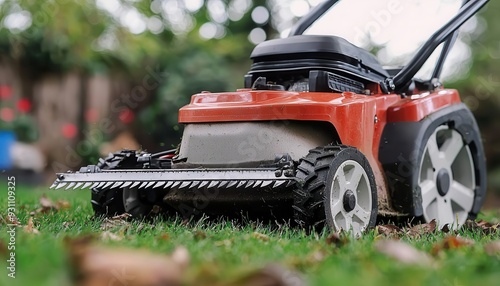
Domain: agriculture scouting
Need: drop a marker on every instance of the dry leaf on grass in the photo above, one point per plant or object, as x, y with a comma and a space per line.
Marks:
492, 248
100, 266
106, 235
272, 275
199, 235
451, 242
119, 220
403, 252
389, 230
422, 229
11, 219
3, 249
30, 227
47, 205
483, 226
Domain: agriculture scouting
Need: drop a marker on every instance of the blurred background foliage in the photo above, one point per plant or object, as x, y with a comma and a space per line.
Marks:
197, 45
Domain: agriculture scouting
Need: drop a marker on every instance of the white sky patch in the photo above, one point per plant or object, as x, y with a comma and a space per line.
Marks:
133, 20
18, 21
299, 8
257, 35
156, 6
193, 5
111, 6
155, 25
260, 15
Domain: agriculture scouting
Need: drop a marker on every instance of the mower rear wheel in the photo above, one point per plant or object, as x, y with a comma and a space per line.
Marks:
339, 190
447, 178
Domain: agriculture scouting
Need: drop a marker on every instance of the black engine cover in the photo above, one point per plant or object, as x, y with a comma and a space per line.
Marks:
295, 56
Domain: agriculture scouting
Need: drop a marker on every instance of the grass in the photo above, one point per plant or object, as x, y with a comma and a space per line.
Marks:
223, 251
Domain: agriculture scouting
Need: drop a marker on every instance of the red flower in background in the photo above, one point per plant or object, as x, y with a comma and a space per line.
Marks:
69, 130
7, 114
24, 105
91, 115
126, 116
5, 92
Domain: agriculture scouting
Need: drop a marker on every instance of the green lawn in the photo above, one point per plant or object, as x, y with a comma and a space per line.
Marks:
224, 252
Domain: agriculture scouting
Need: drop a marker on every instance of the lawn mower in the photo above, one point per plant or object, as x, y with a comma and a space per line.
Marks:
321, 133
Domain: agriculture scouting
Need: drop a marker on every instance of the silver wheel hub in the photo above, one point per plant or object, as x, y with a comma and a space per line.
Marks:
350, 198
446, 178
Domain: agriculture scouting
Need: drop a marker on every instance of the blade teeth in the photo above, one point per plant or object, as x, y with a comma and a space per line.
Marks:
266, 183
71, 185
86, 185
106, 185
159, 184
249, 184
61, 185
126, 184
213, 184
184, 184
116, 185
194, 184
232, 184
241, 183
278, 183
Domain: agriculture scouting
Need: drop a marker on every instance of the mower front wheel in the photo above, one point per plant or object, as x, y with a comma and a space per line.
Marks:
338, 190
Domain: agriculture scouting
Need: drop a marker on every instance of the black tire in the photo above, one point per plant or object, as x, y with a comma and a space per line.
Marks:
318, 170
109, 202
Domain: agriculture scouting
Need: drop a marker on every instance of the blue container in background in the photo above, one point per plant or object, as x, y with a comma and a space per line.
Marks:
7, 139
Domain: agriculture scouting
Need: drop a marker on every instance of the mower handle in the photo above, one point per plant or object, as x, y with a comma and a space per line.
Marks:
408, 72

Short exercise: Identify every line in the records above that contains the word "wheel", and copy each of those lines in full.

Finished task:
Need: drop a marker on every instance of the mower rear wheel in the photo above, one point per plant or object, as x, y with a comma and a space per line.
Need: drop a marker on every instance of the silver wheel hub in the photo above, one point per plant or object, as x, y with a comma and a space per line.
Need: drop a marker on every instance of the mower front wheel in the photo above, one point per plant or object, as x, y with a comma and a space per line.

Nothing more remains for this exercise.